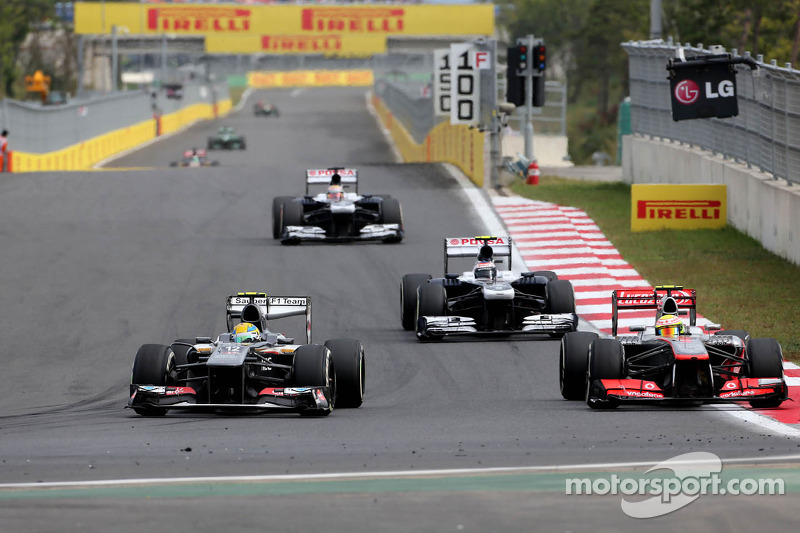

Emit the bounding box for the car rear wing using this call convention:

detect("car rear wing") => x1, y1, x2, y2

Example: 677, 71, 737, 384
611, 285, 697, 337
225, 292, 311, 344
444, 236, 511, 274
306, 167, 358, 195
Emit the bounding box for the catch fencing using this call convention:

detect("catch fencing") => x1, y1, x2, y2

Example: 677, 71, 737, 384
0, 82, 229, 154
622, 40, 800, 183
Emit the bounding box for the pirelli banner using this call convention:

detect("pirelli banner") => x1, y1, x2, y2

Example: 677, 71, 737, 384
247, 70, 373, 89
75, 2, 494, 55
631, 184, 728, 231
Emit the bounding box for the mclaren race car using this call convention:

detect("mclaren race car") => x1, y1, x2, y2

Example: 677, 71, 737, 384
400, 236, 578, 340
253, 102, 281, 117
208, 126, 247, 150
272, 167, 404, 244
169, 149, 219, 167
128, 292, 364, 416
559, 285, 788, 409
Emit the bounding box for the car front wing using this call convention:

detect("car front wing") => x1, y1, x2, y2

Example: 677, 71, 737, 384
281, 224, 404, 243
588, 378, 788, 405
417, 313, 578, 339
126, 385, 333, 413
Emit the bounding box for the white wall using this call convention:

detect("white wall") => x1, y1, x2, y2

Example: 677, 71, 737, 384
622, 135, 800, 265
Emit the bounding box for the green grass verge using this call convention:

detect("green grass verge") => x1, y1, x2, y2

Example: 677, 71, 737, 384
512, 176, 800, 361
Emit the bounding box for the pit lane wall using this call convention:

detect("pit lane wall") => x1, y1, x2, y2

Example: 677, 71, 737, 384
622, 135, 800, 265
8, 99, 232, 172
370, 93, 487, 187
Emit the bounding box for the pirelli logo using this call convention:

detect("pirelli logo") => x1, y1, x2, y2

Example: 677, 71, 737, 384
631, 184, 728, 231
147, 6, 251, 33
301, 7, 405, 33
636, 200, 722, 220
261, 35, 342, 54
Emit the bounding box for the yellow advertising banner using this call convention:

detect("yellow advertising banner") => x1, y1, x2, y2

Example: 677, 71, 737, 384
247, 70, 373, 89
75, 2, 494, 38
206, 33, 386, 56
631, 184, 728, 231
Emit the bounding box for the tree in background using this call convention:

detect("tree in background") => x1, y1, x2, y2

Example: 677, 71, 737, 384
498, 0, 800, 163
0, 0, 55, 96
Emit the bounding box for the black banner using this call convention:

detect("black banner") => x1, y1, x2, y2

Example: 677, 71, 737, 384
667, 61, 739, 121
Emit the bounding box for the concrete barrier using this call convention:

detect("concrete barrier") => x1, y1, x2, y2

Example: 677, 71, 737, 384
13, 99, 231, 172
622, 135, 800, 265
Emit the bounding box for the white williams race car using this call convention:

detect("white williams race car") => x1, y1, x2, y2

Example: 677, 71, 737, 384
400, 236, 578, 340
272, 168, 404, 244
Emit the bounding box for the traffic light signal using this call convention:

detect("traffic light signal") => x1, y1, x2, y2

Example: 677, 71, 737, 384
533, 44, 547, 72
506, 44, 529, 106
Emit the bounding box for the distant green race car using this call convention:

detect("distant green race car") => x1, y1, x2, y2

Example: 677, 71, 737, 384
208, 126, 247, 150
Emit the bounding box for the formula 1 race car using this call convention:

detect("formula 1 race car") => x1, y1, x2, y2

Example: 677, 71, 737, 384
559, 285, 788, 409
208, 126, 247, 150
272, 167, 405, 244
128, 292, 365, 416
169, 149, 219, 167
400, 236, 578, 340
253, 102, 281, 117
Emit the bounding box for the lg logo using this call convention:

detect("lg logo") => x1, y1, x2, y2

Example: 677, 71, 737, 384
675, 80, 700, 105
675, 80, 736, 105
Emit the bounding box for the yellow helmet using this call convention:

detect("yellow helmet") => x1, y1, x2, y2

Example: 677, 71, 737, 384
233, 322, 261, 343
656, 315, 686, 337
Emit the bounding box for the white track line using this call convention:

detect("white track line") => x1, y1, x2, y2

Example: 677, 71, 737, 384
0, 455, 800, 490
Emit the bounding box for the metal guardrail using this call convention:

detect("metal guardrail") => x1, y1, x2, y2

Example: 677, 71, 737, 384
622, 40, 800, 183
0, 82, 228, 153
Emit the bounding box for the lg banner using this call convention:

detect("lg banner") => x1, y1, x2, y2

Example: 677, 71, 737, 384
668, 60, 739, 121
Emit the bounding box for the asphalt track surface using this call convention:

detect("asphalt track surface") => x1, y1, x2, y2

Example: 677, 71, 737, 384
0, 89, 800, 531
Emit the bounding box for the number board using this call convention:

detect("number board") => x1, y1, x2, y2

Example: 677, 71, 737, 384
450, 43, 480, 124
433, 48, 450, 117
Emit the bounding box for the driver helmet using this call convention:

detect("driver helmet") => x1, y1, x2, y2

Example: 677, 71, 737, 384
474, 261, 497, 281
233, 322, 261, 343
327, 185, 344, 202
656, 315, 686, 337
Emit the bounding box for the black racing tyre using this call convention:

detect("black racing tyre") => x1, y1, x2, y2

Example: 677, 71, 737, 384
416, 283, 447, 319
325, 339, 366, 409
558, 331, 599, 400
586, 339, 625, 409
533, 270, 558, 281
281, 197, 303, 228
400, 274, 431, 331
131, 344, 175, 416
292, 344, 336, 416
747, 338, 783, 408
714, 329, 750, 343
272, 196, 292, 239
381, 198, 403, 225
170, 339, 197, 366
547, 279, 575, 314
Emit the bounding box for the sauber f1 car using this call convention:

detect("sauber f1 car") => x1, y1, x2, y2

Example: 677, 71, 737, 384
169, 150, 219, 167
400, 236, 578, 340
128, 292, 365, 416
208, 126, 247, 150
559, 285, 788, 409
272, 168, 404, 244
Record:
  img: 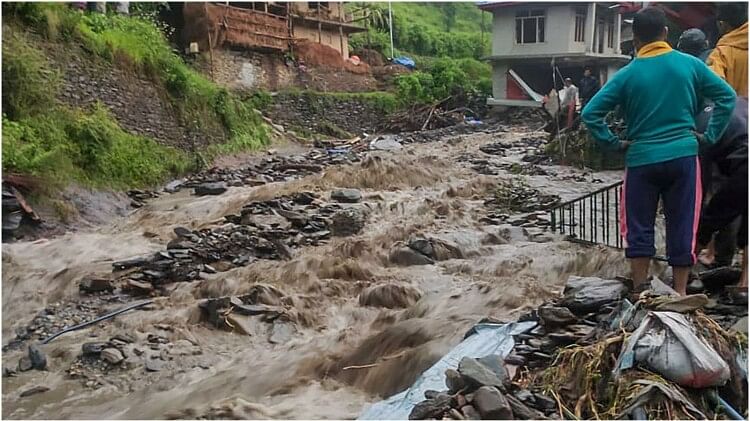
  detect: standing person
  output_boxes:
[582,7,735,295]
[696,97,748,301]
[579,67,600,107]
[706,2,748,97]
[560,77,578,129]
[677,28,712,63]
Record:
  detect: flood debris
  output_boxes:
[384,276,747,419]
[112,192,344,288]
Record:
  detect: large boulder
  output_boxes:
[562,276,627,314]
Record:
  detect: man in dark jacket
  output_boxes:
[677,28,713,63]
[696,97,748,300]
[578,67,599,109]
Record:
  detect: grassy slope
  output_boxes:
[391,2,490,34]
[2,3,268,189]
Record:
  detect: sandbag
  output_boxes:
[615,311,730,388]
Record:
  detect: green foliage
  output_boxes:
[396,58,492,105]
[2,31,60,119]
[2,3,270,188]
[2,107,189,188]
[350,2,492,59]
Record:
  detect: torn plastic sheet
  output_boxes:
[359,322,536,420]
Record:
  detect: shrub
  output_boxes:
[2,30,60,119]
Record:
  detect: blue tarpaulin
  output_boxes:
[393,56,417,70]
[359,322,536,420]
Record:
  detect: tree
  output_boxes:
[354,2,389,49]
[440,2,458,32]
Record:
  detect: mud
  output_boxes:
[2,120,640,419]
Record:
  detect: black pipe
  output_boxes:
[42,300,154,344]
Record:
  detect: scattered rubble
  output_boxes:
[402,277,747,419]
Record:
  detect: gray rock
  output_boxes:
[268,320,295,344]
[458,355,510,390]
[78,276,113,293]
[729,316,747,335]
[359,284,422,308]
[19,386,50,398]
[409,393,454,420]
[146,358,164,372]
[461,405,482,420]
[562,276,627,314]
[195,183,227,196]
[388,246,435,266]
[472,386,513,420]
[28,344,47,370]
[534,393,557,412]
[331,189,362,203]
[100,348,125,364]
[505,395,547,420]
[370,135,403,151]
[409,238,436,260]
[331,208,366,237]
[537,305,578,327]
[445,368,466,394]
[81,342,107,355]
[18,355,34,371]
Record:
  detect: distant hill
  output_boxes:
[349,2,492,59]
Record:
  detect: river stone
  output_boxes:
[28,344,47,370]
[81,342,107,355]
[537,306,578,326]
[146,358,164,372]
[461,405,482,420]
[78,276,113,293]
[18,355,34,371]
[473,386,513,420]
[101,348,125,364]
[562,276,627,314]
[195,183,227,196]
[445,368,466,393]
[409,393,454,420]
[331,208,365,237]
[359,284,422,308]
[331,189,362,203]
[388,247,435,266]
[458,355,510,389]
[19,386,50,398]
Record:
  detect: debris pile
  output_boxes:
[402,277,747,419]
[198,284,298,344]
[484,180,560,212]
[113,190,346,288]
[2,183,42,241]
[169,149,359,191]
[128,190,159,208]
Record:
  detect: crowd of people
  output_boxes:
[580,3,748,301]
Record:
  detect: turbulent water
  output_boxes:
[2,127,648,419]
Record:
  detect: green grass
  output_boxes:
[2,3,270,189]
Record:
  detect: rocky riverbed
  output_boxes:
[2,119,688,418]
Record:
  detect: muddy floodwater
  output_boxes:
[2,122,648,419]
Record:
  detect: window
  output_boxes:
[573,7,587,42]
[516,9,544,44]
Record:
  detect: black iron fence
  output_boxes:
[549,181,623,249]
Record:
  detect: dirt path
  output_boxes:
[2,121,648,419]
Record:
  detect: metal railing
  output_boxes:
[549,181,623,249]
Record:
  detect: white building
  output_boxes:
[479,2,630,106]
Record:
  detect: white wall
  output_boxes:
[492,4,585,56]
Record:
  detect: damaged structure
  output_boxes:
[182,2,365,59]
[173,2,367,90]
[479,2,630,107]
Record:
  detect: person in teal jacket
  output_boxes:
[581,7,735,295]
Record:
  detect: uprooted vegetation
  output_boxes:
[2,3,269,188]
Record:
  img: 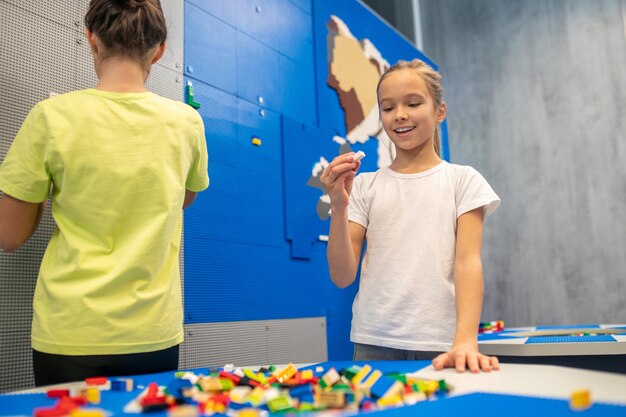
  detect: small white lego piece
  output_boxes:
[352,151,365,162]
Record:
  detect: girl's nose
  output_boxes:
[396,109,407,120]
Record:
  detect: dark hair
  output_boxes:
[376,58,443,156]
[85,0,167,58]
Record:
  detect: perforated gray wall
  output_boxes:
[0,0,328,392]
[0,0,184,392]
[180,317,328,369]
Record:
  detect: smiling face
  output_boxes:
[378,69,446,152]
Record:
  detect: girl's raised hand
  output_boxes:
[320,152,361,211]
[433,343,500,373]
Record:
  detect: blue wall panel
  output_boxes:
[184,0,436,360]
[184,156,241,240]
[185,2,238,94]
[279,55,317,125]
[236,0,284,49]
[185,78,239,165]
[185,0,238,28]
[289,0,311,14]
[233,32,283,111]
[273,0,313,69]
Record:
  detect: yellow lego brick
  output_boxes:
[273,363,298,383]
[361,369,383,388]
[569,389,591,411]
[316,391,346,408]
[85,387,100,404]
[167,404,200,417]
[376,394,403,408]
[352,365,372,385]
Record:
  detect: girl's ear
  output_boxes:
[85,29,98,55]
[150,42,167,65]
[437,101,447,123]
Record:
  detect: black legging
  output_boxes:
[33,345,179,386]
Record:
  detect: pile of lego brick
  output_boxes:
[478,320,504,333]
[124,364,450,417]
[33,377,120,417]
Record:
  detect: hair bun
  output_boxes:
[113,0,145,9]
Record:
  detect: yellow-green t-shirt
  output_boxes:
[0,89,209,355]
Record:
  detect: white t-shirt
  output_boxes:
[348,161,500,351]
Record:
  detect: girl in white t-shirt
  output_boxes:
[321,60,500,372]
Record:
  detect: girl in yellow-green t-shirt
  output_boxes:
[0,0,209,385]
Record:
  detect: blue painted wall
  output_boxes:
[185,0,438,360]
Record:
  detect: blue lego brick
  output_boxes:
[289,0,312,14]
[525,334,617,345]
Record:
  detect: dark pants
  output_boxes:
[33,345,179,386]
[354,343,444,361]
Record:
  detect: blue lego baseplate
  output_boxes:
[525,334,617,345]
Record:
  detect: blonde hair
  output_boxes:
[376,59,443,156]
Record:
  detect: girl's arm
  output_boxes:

=-=-=

Retype the data word for word, from the line holding "Emit the bounding box for the black racing" through the line holding "547, 279, 575, 314", including both of those lines.

■ **RESPONSE**:
Emit the bounding box for the black racing tyre using this call convention:

detect("black racing tyre") => x1, y1, x2, y2

Example: 677, 71, 737, 384
416, 283, 447, 319
325, 339, 366, 409
558, 331, 599, 400
586, 339, 625, 409
533, 270, 558, 281
281, 197, 303, 228
400, 274, 431, 331
131, 344, 175, 416
292, 344, 336, 416
747, 338, 783, 408
714, 329, 750, 343
272, 196, 292, 239
381, 198, 403, 225
170, 339, 197, 366
547, 279, 575, 314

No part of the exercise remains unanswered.